- [Exercise details] Starting with the line with "Guideline: for every instance of the mirror" and going on through the end of the items, give those lines again, switching "mirror housing" to "mirror casing" and leaving everything else unchanged.

- [Data extract]
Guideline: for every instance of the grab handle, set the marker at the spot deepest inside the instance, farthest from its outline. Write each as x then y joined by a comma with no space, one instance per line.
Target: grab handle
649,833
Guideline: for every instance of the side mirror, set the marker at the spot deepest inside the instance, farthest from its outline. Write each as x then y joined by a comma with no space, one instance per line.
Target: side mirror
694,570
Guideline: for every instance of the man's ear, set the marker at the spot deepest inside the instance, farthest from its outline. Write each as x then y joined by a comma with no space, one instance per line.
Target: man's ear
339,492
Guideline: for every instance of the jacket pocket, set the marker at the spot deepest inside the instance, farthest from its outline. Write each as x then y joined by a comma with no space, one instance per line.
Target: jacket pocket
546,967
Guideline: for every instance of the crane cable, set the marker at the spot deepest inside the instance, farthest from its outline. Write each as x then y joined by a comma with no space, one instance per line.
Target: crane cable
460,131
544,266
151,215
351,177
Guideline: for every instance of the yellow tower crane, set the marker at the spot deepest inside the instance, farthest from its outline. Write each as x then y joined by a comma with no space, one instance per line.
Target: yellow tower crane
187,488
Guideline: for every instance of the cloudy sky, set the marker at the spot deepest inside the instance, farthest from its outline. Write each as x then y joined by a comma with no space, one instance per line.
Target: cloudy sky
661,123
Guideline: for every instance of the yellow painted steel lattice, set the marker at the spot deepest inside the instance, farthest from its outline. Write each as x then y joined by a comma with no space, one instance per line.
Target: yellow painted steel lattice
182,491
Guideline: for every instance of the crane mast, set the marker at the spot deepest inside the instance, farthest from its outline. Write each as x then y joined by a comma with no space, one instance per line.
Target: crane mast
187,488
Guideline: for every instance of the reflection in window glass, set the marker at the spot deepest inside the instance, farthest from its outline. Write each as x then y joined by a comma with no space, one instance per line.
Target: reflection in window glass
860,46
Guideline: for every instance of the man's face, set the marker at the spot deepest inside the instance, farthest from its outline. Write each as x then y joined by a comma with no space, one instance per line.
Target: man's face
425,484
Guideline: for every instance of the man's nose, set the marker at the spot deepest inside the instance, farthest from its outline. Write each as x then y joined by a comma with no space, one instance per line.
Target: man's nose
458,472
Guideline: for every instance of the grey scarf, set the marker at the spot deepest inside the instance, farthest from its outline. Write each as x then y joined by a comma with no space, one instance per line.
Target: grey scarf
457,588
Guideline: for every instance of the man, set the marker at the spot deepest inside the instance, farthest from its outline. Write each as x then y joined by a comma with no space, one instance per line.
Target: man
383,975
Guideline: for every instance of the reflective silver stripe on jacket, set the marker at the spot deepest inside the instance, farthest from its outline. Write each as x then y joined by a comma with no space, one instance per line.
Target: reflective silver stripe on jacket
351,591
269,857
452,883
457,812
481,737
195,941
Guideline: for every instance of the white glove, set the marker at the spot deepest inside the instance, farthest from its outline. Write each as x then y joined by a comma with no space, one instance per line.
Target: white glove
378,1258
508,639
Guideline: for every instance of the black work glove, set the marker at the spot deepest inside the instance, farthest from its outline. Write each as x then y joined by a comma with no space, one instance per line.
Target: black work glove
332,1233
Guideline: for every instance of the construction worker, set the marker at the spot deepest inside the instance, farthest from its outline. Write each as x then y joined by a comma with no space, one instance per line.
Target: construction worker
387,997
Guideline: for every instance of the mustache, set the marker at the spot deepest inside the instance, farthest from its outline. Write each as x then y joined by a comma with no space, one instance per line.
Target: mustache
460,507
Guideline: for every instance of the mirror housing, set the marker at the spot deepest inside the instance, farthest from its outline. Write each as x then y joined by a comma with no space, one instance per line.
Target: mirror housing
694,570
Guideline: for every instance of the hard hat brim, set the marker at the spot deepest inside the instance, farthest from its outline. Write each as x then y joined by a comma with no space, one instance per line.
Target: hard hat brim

- [Written response]
Guideline: for every instance of the mirror casing, set the marker at the spot deepest inside the instance, farthest from its outline. Write each as x then y joined by a comma with no space, one instance per line.
Target: mirror casing
694,570
Guideline: for every instance of the hard hat brim, set the marker at the spot deepest inside the instance, farthest from its outline. Write each as x then y joined by a comma with no space, one instance per line.
Target: hard hat brim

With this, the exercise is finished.